● Problem set
1 > In the extract below on Hawai’i’s public lands, how long were the leases under which the federal government could use the land it wanted?
2 > Reproduce word for word the passage of the extract below on Hawai’i’s public lands from "To hold to a" to "other facilities statewide.".
3 > Decide whether each statement agrees with the extract below on Hawai’i’s public lands, answering yes or no and quoting the words that settle it: (a) Marguerite Ashford supported the Army’s application for an executive order for Makua Valley. (b) The state issued the military its leases in August 1964. (c) Under the agreement, title to the leased land passed to the federal government.

● Document extract

┌──

Governor King responded, informing Shelley: “You know my feeling toward the surrender of territorial public lands to the Federal Government by a governor’s executive order – that such an irrevocable transfer should not be used if the use of the land is not obviously of a permanent character.” Marguerite Ashford, asked to comment by King on the Army’s proposal, concurred: “Relative to your request for recommendation on the application of the Army for an executive order for Makua Valley, I would like to say I am opposed to it.”

Statehood

When Hawai’i was admitted to the union of states, special provisions were made for public lands held by the territorial government at the time of annexation by the United States. One provision – Section 5(d) – seemed to call for the return to the state of all of the so-called ceded lands occupied by federal agencies within five years of statehood, unless set aside for continued federal occupancy within that period by Congress or the president.

To hold to a minimum the acreage subject to federal set-asides, the state and the federal government arrived at an agreement under which the federal government would be able to use the land it wanted under long-term (65-year) leases, with the state keeping title to the land. This was the situation when, in August 1964, the state issued to the military the leases it holds for land at Pohakuha, Makua, Lualuaiei, Barking Sands, and other facilities statewide.

└──

● Source material
┌──

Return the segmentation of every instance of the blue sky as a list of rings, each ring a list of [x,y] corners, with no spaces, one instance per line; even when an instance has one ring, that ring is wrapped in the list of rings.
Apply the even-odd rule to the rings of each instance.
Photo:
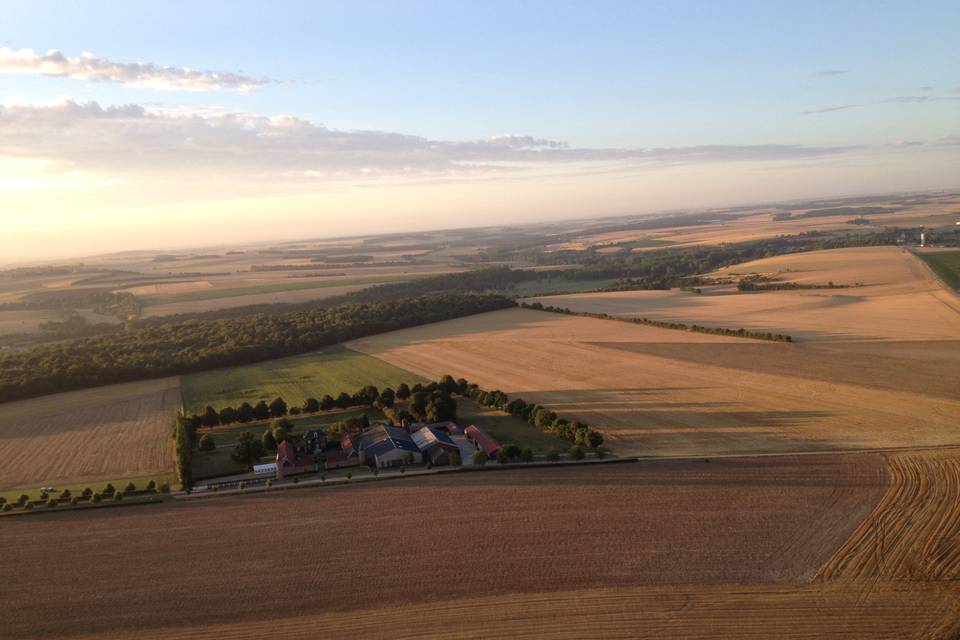
[[[701,163],[702,167],[697,164],[704,175],[702,187],[695,189],[697,197],[671,199],[670,186],[676,192],[679,184],[675,179],[651,184],[649,175],[638,176],[630,183],[629,192],[624,191],[622,197],[610,202],[609,211],[597,213],[626,213],[644,208],[631,206],[631,198],[647,202],[646,208],[705,204],[711,199],[718,204],[739,201],[729,181],[759,184],[756,172],[762,167],[757,163],[774,163],[780,169],[788,161],[800,163],[797,167],[812,163],[824,171],[831,163],[840,162],[841,155],[846,173],[836,175],[845,176],[846,182],[837,178],[824,184],[823,195],[862,192],[882,185],[911,189],[930,188],[940,182],[953,182],[940,185],[951,187],[960,182],[949,179],[957,166],[960,148],[954,142],[960,136],[960,3],[955,1],[32,0],[2,2],[0,15],[0,48],[8,51],[27,49],[42,56],[47,50],[56,49],[67,58],[92,52],[110,63],[142,62],[271,80],[244,92],[229,87],[211,91],[169,87],[158,90],[156,86],[145,88],[143,83],[92,81],[24,69],[4,73],[0,68],[0,105],[8,106],[6,115],[10,120],[6,140],[0,122],[0,164],[7,148],[8,159],[16,156],[22,161],[28,157],[36,166],[46,163],[45,166],[56,167],[45,171],[62,174],[49,180],[38,179],[34,174],[39,169],[31,165],[31,176],[12,183],[17,190],[16,207],[38,216],[36,219],[55,219],[52,209],[57,208],[57,200],[49,193],[33,193],[28,188],[31,184],[45,189],[51,185],[81,188],[81,183],[95,184],[98,189],[112,185],[107,200],[113,206],[126,211],[142,210],[146,219],[163,217],[157,211],[148,213],[156,205],[171,203],[163,177],[170,179],[170,172],[177,166],[199,162],[196,153],[187,156],[182,149],[161,149],[163,153],[157,154],[156,166],[138,166],[137,173],[130,168],[129,157],[118,161],[117,166],[111,166],[106,157],[88,163],[79,149],[61,149],[54,142],[63,131],[78,131],[77,127],[85,125],[73,119],[59,119],[51,124],[48,113],[34,114],[35,120],[42,119],[42,123],[31,120],[25,125],[11,106],[51,104],[64,99],[73,101],[70,104],[90,102],[102,108],[138,105],[147,110],[182,113],[209,110],[264,118],[294,116],[311,126],[333,131],[372,130],[418,136],[450,143],[450,148],[461,142],[485,141],[507,134],[530,136],[563,142],[573,149],[596,150],[575,158],[554,156],[566,163],[565,167],[572,166],[575,159],[579,163],[575,167],[578,175],[597,171],[598,163],[607,163],[604,166],[609,167],[610,163],[627,162],[632,163],[631,171],[637,170],[635,155],[625,161],[610,150],[682,150],[705,145],[724,149],[756,145],[801,148],[793,155],[778,153],[775,160],[766,152],[749,152],[744,160],[742,149],[733,150],[733,159],[725,151],[714,154],[717,157],[711,155]],[[130,126],[129,122],[112,120],[116,123],[111,125],[115,131]],[[97,122],[99,128],[95,136],[90,133],[91,140],[110,135],[103,128],[106,120],[98,116]],[[164,131],[169,131],[169,127]],[[27,132],[29,136],[25,135]],[[276,133],[271,131],[269,135]],[[196,134],[181,131],[169,135],[182,135],[192,142]],[[34,153],[14,144],[27,138],[37,143]],[[151,141],[157,136],[148,131],[142,139],[147,141],[143,144],[153,145]],[[135,143],[134,140],[130,144]],[[242,155],[246,149],[243,144],[234,137],[211,142],[208,149]],[[333,154],[324,144],[327,143],[320,145],[323,153]],[[373,143],[353,140],[349,144],[354,145],[354,150],[362,144],[366,150]],[[429,167],[417,164],[422,150],[408,150],[402,158],[385,160],[383,154],[389,155],[392,144],[385,137],[378,140],[374,146],[380,154],[379,164],[371,166],[360,160],[341,166],[331,159],[317,168],[298,163],[296,171],[316,180],[309,185],[288,185],[282,195],[328,193],[329,179],[334,174],[343,177],[349,171],[363,171],[364,175],[374,171],[383,176],[387,165],[393,178],[397,177],[398,167],[402,167],[408,172],[405,175],[415,169],[418,180],[442,180],[453,166],[444,163],[452,162],[459,170],[466,162],[458,147],[456,153],[451,151],[442,159],[432,158]],[[510,144],[516,150],[520,143]],[[11,148],[14,151],[9,151]],[[846,148],[858,151],[839,151]],[[895,148],[900,151],[895,153]],[[150,149],[154,151],[154,147]],[[290,147],[274,151],[279,158],[282,153],[289,153]],[[503,169],[498,164],[528,163],[524,175],[532,177],[527,183],[528,191],[521,197],[529,200],[535,215],[545,217],[549,211],[564,216],[575,213],[555,206],[555,201],[543,195],[549,191],[542,182],[546,165],[532,166],[539,160],[530,162],[529,154],[518,157],[511,151],[483,155],[481,162],[475,151],[470,151],[468,160],[491,171],[485,176],[488,180],[495,180],[494,169]],[[309,156],[315,151],[301,145],[297,153]],[[657,156],[658,166],[664,162],[671,167],[696,164],[690,159],[692,155],[683,155],[683,161],[674,156],[669,160]],[[584,167],[580,161],[588,156],[592,165]],[[167,166],[162,158],[167,159]],[[643,158],[646,171],[650,158]],[[369,156],[364,155],[364,160],[370,160]],[[710,163],[714,164],[708,167]],[[731,170],[734,164],[741,171],[739,177]],[[256,175],[266,183],[271,176],[279,175],[276,172],[281,168],[286,180],[292,169],[282,159],[260,167],[245,166],[243,175],[249,181],[251,172],[259,171]],[[931,168],[932,173],[928,170]],[[204,171],[211,170],[204,165]],[[700,169],[690,171],[688,175],[701,175]],[[546,173],[557,176],[553,169]],[[323,180],[317,178],[321,174]],[[213,182],[225,175],[214,176]],[[816,195],[811,193],[817,184],[814,173],[803,173],[797,168],[794,175],[792,181],[783,178],[777,182],[783,185],[778,187],[780,191],[773,186],[747,190],[743,199],[753,195],[770,198],[778,193],[784,197]],[[902,179],[891,181],[891,176]],[[569,180],[579,181],[583,201],[591,188],[609,188],[608,184],[591,183],[582,177]],[[211,182],[209,176],[204,182]],[[446,183],[435,192],[421,189],[415,197],[445,198],[444,206],[448,209],[474,199],[475,187],[458,196],[449,188],[451,184]],[[498,188],[506,188],[506,183],[497,184]],[[341,187],[338,182],[336,189]],[[645,188],[652,191],[644,191]],[[187,191],[190,195],[178,203],[180,206],[188,206],[190,198],[210,202],[236,196],[199,187]],[[412,193],[409,189],[406,192]],[[31,193],[36,196],[32,200]],[[157,197],[157,193],[163,197]],[[650,197],[644,198],[645,194]],[[245,193],[244,197],[277,195],[261,192]],[[376,200],[382,202],[383,198],[378,196]],[[373,220],[379,205],[371,202],[360,209]],[[4,204],[10,210],[14,199],[0,190],[0,205]],[[344,203],[336,206],[342,210]],[[496,221],[495,211],[479,213]],[[95,222],[108,224],[104,222],[108,215],[103,214],[103,219]],[[297,215],[301,217],[290,214],[291,223],[305,214]],[[92,216],[96,214],[78,208],[73,217],[89,221]]]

└──

● Solutions to each task
1 > The leases ran for 65 years.

2 >
To hold to a minimum the acreage subject to federal set-asides, the state and the federal government arrived at an agreement under which the federal government would be able to use the land it wanted under long-term (65-year) leases, with the state keeping title to the land. This was the situation when, in August 1964, the state issued to the military the leases it holds for land at Pohakuha, Makua, Lualuaiei, Barking Sands, and other facilities statewide.

3 >
(a) No: "I would like to say I am opposed to it."
(b) Yes: "in August 1964, the state issued to the military the leases it holds"
(c) No: "with the state keeping title to the land."